ABOUT THIS EXERCISE -> Nothing but the entries, copied exactly, should appear in the response.

DATA FOR PROCESSING ->
***

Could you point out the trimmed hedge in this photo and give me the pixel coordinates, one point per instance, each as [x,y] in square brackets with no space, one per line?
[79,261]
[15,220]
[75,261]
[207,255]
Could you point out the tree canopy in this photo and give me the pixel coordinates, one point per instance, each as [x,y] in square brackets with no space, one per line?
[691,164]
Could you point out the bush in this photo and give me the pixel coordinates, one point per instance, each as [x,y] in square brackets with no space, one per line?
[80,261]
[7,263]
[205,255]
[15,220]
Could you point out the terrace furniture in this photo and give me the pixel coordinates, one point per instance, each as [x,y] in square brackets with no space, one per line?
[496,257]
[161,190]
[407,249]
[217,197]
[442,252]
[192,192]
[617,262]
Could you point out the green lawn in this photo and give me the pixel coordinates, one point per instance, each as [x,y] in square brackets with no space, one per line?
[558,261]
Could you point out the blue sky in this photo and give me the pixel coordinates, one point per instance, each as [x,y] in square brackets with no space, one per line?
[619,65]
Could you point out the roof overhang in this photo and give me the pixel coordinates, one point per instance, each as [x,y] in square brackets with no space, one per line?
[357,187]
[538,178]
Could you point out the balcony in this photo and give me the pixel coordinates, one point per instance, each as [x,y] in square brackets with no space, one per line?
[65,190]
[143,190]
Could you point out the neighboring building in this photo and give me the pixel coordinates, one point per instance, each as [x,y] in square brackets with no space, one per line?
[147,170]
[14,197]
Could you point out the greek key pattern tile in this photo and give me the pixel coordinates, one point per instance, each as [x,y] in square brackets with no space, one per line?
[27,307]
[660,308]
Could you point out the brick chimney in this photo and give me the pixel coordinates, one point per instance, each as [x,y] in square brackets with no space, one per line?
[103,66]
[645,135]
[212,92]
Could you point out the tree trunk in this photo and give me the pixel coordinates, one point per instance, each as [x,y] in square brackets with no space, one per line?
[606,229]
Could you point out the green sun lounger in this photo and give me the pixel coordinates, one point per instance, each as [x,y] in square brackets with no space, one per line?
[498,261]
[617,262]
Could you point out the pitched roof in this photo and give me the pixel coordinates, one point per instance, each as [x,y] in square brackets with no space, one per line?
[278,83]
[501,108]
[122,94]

***

RESPONSE FOR THIS EXERCISE ->
Could you point out the trimmed hedge in this photo and give me the pixel coordinates, one point per instance, each as [x,y] in square brackets with no space, one per line?
[79,261]
[15,220]
[75,261]
[207,255]
Could you point out the tree canopy in this photo and give me the pixel coordinates, one point per instance, each as [x,y] in square brackets with no space, one per line?
[691,164]
Could you point out the bush in this photo and give me the pixel coordinates, one point per instance, each as [x,y] in square brackets with no space, one per line?
[80,261]
[7,263]
[205,255]
[15,220]
Could you point out the terrace furniture in this photo and give me the pixel coordinates, one point per instance, each as [x,y] in square brackets with no space, one per line?
[496,257]
[161,190]
[407,249]
[217,197]
[442,252]
[192,192]
[617,262]
Could you point out the green lawn in this photo and give me the pixel coordinates, one point per instance, each as [x,y] in square brackets with no space, one per line?
[558,261]
Could you point out the blue sky in this photo and give me the pixel coordinates, one point per instance, each as [x,y] in square brackets with no space, one per line?
[619,65]
Could you point out the roof overhang in this photo and give me the pixel coordinates, one point per instance, each as [x,y] in square brackets with no space, one per line?
[357,187]
[538,178]
Could you point out the balcony in this photo and give me the pixel coordinates, one point per instance, each as [x,y] in square brackets with no space, one per line?
[65,190]
[143,190]
Could you point out the neighboring building in this photo and give me the pixel coordinates, one point per instance, each as [x,y] in square brackets with no space, one per line?
[147,170]
[14,197]
Could you point out the greek key pattern tile in this photo and give me the pixel coordinates, one point per instance, each as [x,y] in square brackets with no space, one per line?
[27,307]
[660,308]
Could you point out the brick chimney in this photo and give me the pixel coordinates, one point per instance, each as [x,y] in square brackets with no space, one per line?
[103,66]
[645,135]
[212,92]
Could you point out the tree trunk in this photo and give me the pixel coordinates, one point per instance, each as [x,y] in square brackets with no space, one per line?
[606,229]
Could you point out the green sun lounger in this photo and give me the pixel coordinates, one point per instance, each as [x,y] in square brackets with no space, one per line?
[498,261]
[617,262]
Could you point out the pitched roof in this photo and give me the pixel coordinates, one point per instance, each as [x,y] in square brackets with no space, one per line?
[278,83]
[501,108]
[122,94]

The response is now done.